→ **Problem requirements**: Look for the word "find" in the entries and copy every line where it shows up.

[Listed records — start]

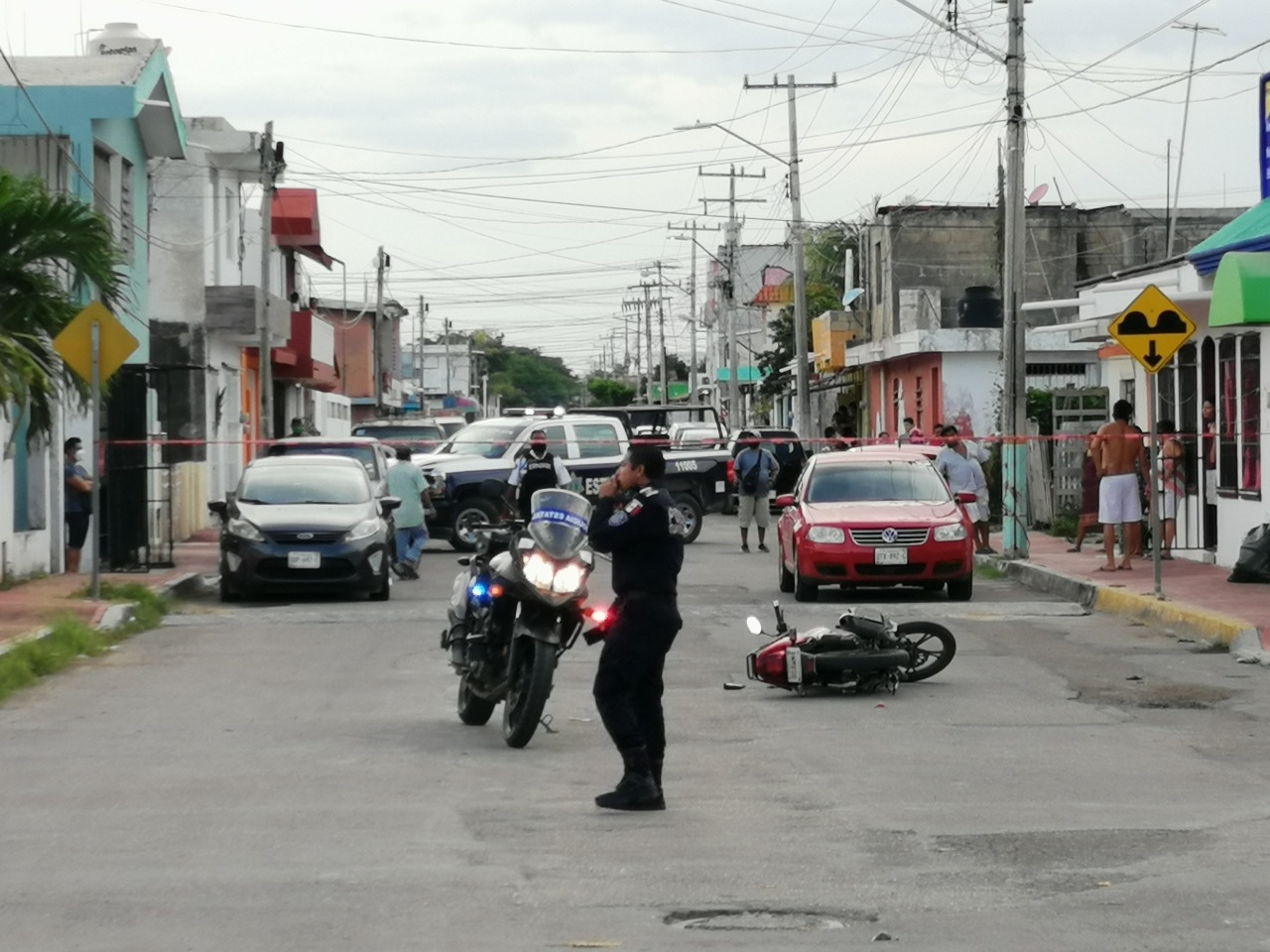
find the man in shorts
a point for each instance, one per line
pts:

[Listed records — finish]
[Listed records — start]

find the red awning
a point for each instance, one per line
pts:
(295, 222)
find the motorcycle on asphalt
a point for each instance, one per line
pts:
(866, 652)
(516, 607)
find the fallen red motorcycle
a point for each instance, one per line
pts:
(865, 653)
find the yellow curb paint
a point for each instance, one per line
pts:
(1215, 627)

[Listed records — finish]

→ **Written response**:
find the man in shorts
find the red awning
find the motorcycle on asphalt
find the fallen red motorcycle
find the yellow curb paint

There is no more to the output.